# TRECHO DO TEXTO
......

Métodos de produção arcaicos (bastante dependentes de utilização de força física do trabalhador), muito presentes ainda no Brasil, além de reduzirem a competitividade das empresas nacionais, colaboram para o surgimento de doenças decorrentes de inconformidades ergonômicas, como lesões de esforço repetitivo (LER) e distúrbios osteo musculares relacionados ao trabalho (DORT).
Já a automação de determinados processos industriais, a seu turno, possui o condão não apenas de aumentar e melhorar a produtividade, mas também de oferecer mais segurança em atividades que envolvam temperaturas extremas, explosivos, fundições, processos químicos e outros geradores de riscos demasiadamente altos para trabalhadores humanos. Entretanto, esta possibilidade também se depara com uma barreira: o número de alunos do ensino médio no Brasil que frequentam ensino técnico gira em torno de 9% (muito pouco comparado aos 54% da Alemanha). Assim, automação, no Brasil, normalmente implica em redução do emprego, pois é muito difícil adaptar os empregados que perderam seus postos de trabalho para atividades mais complexas.
Ressalte-se que há outro fator que incentiva empregadores a exporem empregados a condições inadequadas de segurança: o baixo custo de descumprir as normas. Fiscalizações muito esporádicas (que geram concorrência desleal entre o empregador que foi compelido pelo Estado a cumprir as normas, e aquele que não as cumpre porque nunca foi auditado), multas de baixo valor, alta ocorrência de suspensão de embargos e interdições pela via judicial, baixos valores obtidos no Judiciário a título de indenizações por invalidez ou morte, e não responsabilização criminal por acidentes fatais.
Tudo isso desestimula o empresário a arcar com os severos custos de seguir à risca todas as obrigações legais. É aritmética básica. E assim segue a sina do brasileiro honesto, que se sente “otário” assistindo seu competidor “se dando bem” em cima de sua retidão moral.

......

# REGISTROS DE DADOS

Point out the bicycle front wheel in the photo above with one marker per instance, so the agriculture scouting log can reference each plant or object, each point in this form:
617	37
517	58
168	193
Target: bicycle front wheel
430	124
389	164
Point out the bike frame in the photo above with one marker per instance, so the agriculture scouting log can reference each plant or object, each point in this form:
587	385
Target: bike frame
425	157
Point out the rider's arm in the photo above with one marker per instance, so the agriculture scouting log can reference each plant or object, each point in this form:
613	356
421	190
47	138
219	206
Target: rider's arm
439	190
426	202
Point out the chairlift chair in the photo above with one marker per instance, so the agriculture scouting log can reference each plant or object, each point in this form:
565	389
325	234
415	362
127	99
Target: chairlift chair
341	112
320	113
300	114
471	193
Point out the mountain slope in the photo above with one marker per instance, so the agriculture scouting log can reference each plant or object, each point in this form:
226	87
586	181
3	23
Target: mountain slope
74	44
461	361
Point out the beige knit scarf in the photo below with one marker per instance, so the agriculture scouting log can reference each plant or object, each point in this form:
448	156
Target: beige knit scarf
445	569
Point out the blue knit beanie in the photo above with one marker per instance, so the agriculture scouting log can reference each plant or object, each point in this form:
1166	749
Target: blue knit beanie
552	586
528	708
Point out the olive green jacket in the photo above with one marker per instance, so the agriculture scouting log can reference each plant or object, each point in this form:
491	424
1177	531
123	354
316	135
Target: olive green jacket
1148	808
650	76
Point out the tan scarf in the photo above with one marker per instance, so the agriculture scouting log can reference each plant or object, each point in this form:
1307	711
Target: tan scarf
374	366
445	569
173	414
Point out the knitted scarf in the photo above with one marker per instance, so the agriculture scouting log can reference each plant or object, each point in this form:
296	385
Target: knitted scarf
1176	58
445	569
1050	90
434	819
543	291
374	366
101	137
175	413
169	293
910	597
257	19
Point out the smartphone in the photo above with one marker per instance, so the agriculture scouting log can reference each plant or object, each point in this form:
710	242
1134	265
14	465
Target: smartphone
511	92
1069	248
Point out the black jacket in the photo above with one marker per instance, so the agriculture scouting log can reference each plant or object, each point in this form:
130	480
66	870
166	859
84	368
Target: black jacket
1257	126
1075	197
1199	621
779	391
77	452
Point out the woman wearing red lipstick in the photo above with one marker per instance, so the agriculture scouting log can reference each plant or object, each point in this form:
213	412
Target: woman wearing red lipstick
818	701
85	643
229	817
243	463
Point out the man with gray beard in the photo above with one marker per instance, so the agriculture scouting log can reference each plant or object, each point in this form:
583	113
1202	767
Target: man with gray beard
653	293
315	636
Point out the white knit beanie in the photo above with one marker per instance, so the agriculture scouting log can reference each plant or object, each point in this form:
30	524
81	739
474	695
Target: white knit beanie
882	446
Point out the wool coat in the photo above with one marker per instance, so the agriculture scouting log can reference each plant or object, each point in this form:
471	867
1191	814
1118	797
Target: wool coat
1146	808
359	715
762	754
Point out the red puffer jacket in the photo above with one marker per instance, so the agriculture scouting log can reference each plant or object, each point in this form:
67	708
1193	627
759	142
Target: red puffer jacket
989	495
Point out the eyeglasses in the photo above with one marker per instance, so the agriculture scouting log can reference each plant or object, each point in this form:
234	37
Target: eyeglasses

......

# QUESTÕES DE ESTUDO
A. Reproduza do trecho a passagem que começa em "Já a automação" e termina em "atividades mais complexas.", incluindo essas palavras.
B. De acordo com o trecho, qual é a porcentagem de alunos do ensino médio no Brasil que frequentam ensino técnico?
Baseie-se somente no trecho.

# RESPOSTAS DO EXERCÍCIO
A.
Já a automação de determinados processos industriais, a seu turno, possui o condão não apenas de aumentar e melhorar a produtividade, mas também de oferecer mais segurança em atividades que envolvam temperaturas extremas, explosivos, fundições, processos químicos e outros geradores de riscos demasiadamente altos para trabalhadores humanos. Entretanto, esta possibilidade também se depara com uma barreira: o número de alunos do ensino médio no Brasil que frequentam ensino técnico gira em torno de 9% (muito pouco comparado aos 54% da Alemanha). Assim, automação, no Brasil, normalmente implica em redução do emprego, pois é muito difícil adaptar os empregados que perderam seus postos de trabalho para atividades mais complexas.

B. Cerca de 9%.